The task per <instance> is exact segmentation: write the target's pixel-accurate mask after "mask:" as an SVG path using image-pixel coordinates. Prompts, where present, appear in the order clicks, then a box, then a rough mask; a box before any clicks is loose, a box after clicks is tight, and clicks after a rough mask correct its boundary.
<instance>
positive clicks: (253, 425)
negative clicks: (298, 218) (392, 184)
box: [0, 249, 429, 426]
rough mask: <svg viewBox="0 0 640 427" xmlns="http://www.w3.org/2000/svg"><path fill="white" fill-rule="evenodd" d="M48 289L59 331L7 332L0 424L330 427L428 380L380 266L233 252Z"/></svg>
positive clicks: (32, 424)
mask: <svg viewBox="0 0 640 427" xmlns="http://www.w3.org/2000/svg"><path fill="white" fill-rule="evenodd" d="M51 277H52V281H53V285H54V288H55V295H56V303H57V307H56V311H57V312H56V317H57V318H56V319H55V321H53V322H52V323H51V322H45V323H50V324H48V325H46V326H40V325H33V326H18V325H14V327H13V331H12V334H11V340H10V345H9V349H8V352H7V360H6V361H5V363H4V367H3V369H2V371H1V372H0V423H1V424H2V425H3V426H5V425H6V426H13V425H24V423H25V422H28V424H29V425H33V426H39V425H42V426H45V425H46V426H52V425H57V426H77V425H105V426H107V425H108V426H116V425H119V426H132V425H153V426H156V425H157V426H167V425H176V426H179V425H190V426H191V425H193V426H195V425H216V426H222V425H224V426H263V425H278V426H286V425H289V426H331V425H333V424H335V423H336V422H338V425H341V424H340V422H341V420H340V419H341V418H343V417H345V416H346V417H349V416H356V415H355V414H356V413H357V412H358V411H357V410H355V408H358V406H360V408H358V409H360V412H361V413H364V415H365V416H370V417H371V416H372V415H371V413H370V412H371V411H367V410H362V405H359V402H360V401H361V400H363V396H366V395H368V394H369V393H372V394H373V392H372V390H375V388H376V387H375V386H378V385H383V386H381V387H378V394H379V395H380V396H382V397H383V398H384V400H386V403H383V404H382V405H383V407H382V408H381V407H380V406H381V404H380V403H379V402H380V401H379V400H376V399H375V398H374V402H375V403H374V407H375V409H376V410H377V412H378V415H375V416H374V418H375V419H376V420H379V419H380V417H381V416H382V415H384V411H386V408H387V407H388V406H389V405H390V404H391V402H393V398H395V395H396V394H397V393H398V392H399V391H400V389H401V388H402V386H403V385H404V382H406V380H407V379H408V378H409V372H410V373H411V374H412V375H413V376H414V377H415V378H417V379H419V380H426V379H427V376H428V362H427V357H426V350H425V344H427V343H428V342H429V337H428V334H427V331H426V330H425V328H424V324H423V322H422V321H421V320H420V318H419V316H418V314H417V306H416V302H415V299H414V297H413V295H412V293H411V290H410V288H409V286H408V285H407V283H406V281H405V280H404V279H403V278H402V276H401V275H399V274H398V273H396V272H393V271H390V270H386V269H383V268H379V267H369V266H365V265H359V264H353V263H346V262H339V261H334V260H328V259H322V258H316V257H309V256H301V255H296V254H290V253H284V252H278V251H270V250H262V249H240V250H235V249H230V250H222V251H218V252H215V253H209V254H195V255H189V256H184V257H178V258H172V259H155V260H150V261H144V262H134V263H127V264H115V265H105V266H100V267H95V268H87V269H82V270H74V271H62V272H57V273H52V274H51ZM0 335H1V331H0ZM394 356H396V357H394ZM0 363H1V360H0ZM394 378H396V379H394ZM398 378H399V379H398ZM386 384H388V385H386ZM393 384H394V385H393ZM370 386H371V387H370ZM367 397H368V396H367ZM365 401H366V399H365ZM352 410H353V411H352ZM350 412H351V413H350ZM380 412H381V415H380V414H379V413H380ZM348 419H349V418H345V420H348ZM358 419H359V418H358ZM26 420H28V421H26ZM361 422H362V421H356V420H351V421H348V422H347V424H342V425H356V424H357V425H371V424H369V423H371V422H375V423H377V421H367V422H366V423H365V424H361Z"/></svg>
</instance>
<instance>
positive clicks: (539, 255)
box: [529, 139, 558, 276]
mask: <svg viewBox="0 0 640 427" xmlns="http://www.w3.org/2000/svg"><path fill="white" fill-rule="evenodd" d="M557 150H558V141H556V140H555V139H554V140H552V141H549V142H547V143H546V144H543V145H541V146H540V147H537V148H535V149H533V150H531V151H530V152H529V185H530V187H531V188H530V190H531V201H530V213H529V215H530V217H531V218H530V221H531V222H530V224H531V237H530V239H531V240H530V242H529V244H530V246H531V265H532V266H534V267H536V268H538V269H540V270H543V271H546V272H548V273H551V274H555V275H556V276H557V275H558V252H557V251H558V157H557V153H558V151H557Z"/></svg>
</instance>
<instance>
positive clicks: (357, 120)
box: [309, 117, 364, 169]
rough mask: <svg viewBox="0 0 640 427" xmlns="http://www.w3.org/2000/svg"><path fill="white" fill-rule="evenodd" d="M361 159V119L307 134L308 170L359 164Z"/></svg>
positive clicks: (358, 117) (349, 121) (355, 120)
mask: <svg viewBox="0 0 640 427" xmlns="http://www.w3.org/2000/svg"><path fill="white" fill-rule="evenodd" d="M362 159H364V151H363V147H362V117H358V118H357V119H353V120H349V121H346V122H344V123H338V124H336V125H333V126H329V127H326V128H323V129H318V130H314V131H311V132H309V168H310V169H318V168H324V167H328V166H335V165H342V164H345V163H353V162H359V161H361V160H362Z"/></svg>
++++++++++++++++++++
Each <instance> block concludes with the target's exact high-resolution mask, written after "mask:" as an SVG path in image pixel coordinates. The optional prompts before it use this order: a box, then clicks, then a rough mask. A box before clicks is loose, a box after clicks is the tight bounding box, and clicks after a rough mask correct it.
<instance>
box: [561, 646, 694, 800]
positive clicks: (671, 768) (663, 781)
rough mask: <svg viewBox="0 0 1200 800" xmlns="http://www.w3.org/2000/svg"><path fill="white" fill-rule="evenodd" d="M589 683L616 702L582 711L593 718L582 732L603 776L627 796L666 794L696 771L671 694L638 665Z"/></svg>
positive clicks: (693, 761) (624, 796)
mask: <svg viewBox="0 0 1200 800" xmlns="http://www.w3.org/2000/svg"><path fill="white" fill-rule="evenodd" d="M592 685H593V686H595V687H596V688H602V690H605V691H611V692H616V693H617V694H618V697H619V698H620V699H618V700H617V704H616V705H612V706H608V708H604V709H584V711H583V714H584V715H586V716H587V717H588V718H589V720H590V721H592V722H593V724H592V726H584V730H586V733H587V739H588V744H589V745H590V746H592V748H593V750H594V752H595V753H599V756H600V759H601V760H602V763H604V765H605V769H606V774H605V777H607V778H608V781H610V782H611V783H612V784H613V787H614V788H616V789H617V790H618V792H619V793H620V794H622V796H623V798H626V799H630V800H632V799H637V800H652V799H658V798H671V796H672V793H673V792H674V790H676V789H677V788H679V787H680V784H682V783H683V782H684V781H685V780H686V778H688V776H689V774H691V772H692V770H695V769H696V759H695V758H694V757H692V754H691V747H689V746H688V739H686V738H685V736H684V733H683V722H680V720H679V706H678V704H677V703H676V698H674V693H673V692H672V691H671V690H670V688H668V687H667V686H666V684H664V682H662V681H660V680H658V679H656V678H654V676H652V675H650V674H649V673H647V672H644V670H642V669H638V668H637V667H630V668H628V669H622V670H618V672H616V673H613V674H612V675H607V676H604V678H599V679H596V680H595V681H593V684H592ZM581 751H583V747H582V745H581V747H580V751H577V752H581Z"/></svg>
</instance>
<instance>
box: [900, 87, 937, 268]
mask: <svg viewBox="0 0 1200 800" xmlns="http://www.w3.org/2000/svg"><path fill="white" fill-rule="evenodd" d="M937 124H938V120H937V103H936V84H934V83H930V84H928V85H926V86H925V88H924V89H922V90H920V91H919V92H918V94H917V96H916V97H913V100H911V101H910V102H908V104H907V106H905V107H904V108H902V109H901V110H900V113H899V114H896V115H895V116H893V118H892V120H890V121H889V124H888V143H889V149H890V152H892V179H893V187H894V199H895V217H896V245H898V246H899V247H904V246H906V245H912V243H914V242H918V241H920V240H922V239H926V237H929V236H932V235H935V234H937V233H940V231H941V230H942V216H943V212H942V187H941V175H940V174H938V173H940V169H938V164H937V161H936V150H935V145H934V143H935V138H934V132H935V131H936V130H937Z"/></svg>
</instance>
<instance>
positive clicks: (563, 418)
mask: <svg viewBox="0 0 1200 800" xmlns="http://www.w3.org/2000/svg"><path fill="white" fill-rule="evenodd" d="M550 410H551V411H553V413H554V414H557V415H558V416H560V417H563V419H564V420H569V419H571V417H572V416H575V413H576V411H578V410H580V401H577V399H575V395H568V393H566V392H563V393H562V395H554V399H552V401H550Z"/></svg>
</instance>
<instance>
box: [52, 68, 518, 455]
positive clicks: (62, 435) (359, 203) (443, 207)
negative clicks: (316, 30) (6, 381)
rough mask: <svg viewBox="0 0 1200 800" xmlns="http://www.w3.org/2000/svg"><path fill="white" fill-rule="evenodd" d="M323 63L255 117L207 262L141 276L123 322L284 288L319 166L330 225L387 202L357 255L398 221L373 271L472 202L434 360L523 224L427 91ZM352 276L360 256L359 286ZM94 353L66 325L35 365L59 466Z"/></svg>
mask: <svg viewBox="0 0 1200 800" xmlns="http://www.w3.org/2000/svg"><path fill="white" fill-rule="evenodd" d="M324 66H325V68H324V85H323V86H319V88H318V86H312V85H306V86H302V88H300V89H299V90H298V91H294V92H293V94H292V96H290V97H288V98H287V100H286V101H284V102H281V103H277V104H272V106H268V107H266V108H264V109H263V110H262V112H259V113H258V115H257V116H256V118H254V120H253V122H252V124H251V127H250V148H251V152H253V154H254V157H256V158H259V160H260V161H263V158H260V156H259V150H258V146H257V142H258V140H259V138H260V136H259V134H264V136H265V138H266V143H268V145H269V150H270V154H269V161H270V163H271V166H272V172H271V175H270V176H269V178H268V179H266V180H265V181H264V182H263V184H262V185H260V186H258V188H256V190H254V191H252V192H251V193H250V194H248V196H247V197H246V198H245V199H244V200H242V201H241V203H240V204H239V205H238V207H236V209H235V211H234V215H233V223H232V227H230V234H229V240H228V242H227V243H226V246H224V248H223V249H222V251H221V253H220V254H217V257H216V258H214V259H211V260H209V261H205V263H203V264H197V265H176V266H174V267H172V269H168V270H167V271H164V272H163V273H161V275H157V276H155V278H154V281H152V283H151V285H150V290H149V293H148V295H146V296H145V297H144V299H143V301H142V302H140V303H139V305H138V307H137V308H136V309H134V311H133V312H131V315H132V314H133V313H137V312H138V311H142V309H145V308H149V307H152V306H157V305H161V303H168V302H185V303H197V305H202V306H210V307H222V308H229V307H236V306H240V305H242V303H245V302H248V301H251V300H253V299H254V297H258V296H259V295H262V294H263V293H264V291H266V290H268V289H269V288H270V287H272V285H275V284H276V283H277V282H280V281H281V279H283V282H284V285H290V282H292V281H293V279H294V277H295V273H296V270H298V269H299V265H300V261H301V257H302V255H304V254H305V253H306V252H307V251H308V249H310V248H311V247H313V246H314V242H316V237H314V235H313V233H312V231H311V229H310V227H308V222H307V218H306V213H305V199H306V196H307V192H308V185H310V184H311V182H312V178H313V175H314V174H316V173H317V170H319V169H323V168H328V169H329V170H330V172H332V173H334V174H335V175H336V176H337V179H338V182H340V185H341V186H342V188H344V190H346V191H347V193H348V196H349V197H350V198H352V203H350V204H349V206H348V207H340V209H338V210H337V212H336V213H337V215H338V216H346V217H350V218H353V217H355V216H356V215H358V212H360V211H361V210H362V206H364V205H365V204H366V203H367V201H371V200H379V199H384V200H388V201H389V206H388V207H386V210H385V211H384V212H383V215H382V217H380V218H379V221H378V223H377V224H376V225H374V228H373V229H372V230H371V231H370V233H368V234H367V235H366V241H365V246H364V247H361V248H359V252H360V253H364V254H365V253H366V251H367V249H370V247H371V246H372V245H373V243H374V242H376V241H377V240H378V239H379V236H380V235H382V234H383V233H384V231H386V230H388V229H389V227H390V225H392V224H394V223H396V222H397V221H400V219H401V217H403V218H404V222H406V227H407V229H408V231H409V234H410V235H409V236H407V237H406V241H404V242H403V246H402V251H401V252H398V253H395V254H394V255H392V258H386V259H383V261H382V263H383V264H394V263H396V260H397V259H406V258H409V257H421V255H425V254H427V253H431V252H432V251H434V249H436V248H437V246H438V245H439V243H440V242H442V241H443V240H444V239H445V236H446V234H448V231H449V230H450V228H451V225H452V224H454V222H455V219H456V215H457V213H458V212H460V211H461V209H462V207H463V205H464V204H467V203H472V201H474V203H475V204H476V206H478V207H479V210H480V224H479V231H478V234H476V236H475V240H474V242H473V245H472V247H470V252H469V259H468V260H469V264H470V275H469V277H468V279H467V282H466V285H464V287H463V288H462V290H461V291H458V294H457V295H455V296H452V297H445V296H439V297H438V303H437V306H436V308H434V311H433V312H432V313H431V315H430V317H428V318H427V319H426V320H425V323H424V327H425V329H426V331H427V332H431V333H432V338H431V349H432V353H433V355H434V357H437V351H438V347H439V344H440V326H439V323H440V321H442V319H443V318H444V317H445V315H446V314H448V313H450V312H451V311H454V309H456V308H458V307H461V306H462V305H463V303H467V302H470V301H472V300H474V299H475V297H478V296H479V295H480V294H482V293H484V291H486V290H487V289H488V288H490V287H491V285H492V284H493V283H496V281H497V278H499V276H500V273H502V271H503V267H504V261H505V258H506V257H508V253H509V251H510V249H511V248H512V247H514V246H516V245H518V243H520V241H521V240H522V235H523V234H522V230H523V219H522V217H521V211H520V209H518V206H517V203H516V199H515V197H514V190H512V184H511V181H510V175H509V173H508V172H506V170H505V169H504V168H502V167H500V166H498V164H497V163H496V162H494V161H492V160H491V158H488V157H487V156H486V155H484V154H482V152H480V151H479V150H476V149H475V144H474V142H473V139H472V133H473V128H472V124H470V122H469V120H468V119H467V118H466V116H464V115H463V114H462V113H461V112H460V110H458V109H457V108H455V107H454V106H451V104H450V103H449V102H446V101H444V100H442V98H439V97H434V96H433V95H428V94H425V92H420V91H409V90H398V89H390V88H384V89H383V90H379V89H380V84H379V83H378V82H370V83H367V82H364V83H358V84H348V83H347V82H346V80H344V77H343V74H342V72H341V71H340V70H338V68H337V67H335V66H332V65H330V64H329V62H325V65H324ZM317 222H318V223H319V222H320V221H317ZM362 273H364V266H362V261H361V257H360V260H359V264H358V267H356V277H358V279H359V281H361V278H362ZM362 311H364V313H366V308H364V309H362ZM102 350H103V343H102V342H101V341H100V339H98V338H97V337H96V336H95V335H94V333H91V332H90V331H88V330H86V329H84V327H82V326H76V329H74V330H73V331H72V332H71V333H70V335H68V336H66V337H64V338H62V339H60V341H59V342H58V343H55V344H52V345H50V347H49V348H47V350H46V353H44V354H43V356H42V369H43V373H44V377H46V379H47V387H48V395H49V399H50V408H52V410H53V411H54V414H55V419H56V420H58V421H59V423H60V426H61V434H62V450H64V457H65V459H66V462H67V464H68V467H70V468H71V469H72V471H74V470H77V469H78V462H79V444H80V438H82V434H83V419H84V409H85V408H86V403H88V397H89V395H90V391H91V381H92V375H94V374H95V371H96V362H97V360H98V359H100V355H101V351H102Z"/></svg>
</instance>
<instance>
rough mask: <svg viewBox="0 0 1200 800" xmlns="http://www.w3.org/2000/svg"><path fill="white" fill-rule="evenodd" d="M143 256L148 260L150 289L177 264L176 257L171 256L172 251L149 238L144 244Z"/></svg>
++++++++++++++++++++
◆ EXERCISE PROMPT ◆
Retype the rows from the line that contains "The task per" through the line that contains "box: [0, 249, 429, 426]", copying each one without any change.

◆ YOUR SOLUTION ◆
The task per <instance> is exact segmentation: write the target's pixel-accurate mask after "mask:" as an SVG path using image-pixel coordinates. Prompts, where present, appear in the order clicks, then a box, then a rough mask; a box before any clicks is loose, a box after clicks is tight, and clicks after a rough mask correct its boundary.
<instance>
positive clicks: (253, 425)
negative clicks: (298, 218) (392, 184)
box: [0, 249, 429, 426]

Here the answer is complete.